Aim 1: Could you repeat the Alabama State Route 24 text from the words "SR 24 begins" through "24 and SR 20.", swapping "four-lane divided highway" for "four-lane divided road"?
Aim 2: How would you continue the Alabama State Route 24 text past its final sentence?

Text excerpt:
[start]

Route information
- Maintained by ALDOT
- Length: 71 mi (114 km)

Major junctions
- West end: MS 76 at Mississippi state line west of Red Bay
- SR 19 at Red Bay; US 43 / SR 17 / SR 13 at Russellville; SR 243 at Russellville; SR 101 at Mt. Hope; SR 33 at Moulton; SR 157 at Moulton; SR 67 at Decatur;
- East end: Moulton Street in Decatur

Location
- Country: United States
- State: Alabama
- Counties: Franklin, Lawrence, Morgan

Highway system
- Alabama State Highway System; Interstate; US; State;
| ← SR 23 |  | → SR 25 |

= Alabama State Route 24 =

State highway in Alabama, United States

State Route 24 (SR 24) is a 71 mi state highway in the northwestern and north-central part of the state. The western terminus of the route is near Red Bay at the Mississippi state line, where it continues as Mississippi Highway 76 (MS 76). The eastern terminus of the route is near the junction with SR 67 at Decatur, where it continues for 2 miles as Moulton Street. Moulton Street (without SR 24) ends east of US 31. The route is one of several segments that comprises Corridor V of the Appalachian Development Highway System. Corridor V provides a continuous route between Batesville, Mississippi and Chattanooga, Tennessee. For the most part, SR 24 is a four-lane divided expressway.

==Route description==

SR 24 begins at SR 67. At travels west as a four-lane divided highway, carrying on the name of Appalachian Development Highway System's Corridor V from the mile-long stretch of SR 67 in between SR 24 and SR 20.

The route climbs up into the Moulton Valley, progressively flattening as it continues towards Moulton. The route bypasses the town, intersecting the four-lane undivided SR 157. It continues west along a rural, mostly flat and straight routing to outside Russellville.

In Russellville, the route intersects U.S. 43 before climbing up into the Fall Line Hills, separating the Gulf Coastal Plain from the Appalachian Plateaus. The route follows a mostly winding, rolling route to the Mississippi state line, continuing onward into Mississippi as Mississippi Highway 76.

[end]

Information provided:
[start]

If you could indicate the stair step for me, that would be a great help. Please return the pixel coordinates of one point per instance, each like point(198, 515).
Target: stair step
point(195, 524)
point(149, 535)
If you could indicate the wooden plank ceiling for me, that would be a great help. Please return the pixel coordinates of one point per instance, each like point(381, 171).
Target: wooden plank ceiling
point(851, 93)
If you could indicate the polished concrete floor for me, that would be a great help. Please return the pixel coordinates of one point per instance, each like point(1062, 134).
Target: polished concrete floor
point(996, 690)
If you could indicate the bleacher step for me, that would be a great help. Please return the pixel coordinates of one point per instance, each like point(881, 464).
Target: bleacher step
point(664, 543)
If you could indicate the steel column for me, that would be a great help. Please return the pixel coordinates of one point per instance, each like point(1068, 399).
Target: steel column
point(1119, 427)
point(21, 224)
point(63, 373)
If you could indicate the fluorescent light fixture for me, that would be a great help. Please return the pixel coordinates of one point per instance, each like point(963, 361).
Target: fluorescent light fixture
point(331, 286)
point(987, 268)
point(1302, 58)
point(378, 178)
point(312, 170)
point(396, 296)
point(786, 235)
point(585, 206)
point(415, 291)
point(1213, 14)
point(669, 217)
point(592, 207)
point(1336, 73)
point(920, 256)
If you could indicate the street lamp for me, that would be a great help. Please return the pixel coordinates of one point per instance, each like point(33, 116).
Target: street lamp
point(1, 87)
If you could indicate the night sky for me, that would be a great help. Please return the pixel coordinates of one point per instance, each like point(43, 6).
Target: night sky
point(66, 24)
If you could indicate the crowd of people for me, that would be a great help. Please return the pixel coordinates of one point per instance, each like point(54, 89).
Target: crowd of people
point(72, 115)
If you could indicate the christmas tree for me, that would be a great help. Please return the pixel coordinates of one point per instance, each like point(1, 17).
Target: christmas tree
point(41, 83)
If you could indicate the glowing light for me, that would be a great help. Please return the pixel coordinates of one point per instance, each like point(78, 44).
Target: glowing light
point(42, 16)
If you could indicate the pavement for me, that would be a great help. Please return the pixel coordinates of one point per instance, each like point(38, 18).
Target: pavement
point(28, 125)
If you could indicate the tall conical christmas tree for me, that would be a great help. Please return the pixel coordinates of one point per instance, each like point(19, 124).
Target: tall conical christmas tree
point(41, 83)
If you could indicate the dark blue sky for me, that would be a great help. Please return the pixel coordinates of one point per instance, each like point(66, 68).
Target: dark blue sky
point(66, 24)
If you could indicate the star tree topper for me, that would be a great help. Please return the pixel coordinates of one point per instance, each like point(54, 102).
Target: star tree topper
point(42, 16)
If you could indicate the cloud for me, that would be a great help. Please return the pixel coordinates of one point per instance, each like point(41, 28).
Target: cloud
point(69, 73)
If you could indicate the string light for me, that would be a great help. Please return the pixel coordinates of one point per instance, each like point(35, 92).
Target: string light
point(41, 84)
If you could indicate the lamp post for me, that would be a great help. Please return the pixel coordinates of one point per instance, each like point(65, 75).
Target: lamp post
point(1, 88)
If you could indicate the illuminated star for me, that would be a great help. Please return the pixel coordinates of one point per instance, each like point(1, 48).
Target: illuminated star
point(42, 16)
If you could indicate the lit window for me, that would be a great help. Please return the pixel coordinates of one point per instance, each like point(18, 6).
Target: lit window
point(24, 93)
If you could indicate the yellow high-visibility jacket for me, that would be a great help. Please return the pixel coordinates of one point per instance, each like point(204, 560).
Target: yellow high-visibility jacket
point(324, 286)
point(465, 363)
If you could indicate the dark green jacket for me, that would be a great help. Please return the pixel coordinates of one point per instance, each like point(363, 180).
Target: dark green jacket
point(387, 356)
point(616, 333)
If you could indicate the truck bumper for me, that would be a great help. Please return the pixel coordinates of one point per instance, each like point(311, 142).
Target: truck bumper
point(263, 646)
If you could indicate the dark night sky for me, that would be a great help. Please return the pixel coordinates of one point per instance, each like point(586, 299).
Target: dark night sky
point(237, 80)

[end]

Task output 1:
SR 24 begins at SR 67. At travels west as a four-lane divided road, carrying on the name of Appalachian Development Highway System's Corridor V from the mile-long stretch of SR 67 in between SR 24 and SR 20.

Task output 2:
The route is mostly an important connector—Alongside SR 157—to the larger cities of Northwest Alabama. As of 2021, the entirety of Alabama State Route 24 from Alabama State Route 67 west to the Mississippi border is four-laned.

==Route history==

In Decatur, Alabama, State Route 24 underwent several different routings from its creation to the present day. In its early years (1928 - 1960), the route headed through Decatur on what is now Moulton Street, a straight road from S.R. 67 to U.S. 31. In the early 1960s, the routing from Danville Road west was changed, heading south on Danville Road to 2nd Street before turning west, following 2nd Street to Gordon Drive, a then-new overpass thoroughfare over the railroads of Decatur; it would proceed to follow Gordon Drive to U.S. 31. In the mid 70's, Gordon Drive was completed from Moulton Street east to the 2nd Street/Gordon Drive Overpass junction. It would follow the now extended Gordon Drive and Moulton Street over to Danville Road (where the previous routing turned south) before proceeding west. In the 90's, the route signage was removed east of S.R. 67, now leaving the actual terminus and routing of S.R. 24 unknown within the confines of Decatur.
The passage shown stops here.